Problems to work on =>
1. In the page on the TRAMe2035 scenario, what has happened to meat consumption at the national level in France over the past decade?
2. Rewrite the stretch of the records from the line containing "Exercise. Put one marker on every instance of the parked" through the end of the records as a Markdown table with the columns Row and Record line, omitting blank lines.

Page excerpt =>
>> begin

TRAMe2035 Scenario for a transition of households dietary habits by 2035
The case for a food demand scenario
The importance of a transition to sustainable food
Current food production and consumption trends contribute to a range of public health, social and environmental problems. The need for a transition is no longer in doubt: we must move towards a system that produces healthy food with a low impact on ecosystems, is accessible to all, and ensures fair remuneration for producers.
There’s no denying that the questions we raise here are politically and socially sensitive, as food is deeply connected to cultural, economic, environmental and health issues. Nevertheless, it is essential to develop ways to foster open discussion. IDDRI and I4CE have therefore joined forces with several other actors to provide insights for the debate.
While the targets to be achieved are becoming increasingly clear, the feasibility and conditions for implementing this dietary transition are less well studied and remain a subject of debate. Some argue that food consumption is not a variable that can be influenced but rather a factor governed by its own dynamics, over which public and private actors have little control.
In this context, the TRAMe2035 scenario (Transition of Households Dietary Habits by 2035) aims to demonstrate that a transition to sustainable food is possible and to explore the conditions required for its implementation. The transition to sustainable food involves nutritional (e.g. increasing fruit and vegetable consumption, reducing intake of ultra-processed products), social (e.g. ensuring access to a sustainable and healthy diet for all), economic (e.g. it challenges sectors and private actors in an increasingly competitive context) and environmental (e.g. sustainable agricultural practices) considerations. This scenario focuses particularly on meat, as it is a major factor in the environmental footprint of French–and European–diets, a symbol of the idea that food consumption is “exogenous”, and a contentious issue that requires a nuanced and detailed approach to address its complexity. The TRAMe analysis follows the “less and better” perspective on meat while seriously considering the socio-economic and political constraints involved.
Food consumption is not set in stone… provided that action is taken to shape food environments
For meat, as for other dietary habits, actual consumption often differs considerably from what people report. In reality, the vast majority of the French population does not oppose the idea of reducing meat consumption, and many even claim that they are already doing so. However, at the national level, meat consumption has remained stagnant for the past decade. To bridge this gap between stated intentions and observed behaviour, a shift in approach is needed – moving beyond the sole focus on responsible consumer choices or calls for individual action.
Given these limitations, focusing on “food environments” offers an alternative approach by examining the conditions under which targeted beneficial practices could become easy and appealing. These environments–physical (which products are available on the shelves, what food is offered in collective settings), economic (pricing of food-related products and services), cognitive (available information), and socio-cultural (messages and values conveyed, norms)–shape the context in which we make daily food choices. They are powerful drivers of food demand and have profoundly shaped its evolution in recent decades. In this sense, these environments, largely formed by public and private actors (agri-food industry, retail, catering), are key to achieving a diet that is healthy, sustainable and accessible to everyone.

>> end

Supplied material =>
>> begin

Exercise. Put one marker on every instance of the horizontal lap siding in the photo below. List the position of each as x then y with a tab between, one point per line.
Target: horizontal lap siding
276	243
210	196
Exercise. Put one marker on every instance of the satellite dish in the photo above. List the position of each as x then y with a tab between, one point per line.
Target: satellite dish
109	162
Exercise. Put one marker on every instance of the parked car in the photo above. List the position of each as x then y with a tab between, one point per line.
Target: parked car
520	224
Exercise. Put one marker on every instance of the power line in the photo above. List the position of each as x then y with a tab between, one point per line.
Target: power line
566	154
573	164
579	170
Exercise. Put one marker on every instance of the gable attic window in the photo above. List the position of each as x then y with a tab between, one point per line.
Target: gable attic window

>> end

Responses for each task =>
1. It has remained stagnant.

2.
| Row | Record line |
|---|---|
| 1 | Exercise. Put one marker on every instance of the parked car in the photo above. List the position of each as x then y with a tab between, one point per line. |
| 2 | Target: parked car |
| 3 | 520	224 |
| 4 | Exercise. Put one marker on every instance of the power line in the photo above. List the position of each as x then y with a tab between, one point per line. |
| 5 | Target: power line |
| 6 | 566	154 |
| 7 | 573	164 |
| 8 | 579	170 |
| 9 | Exercise. Put one marker on every instance of the gable attic window in the photo above. List the position of each as x then y with a tab between, one point per line. |
| 10 | Target: gable attic window |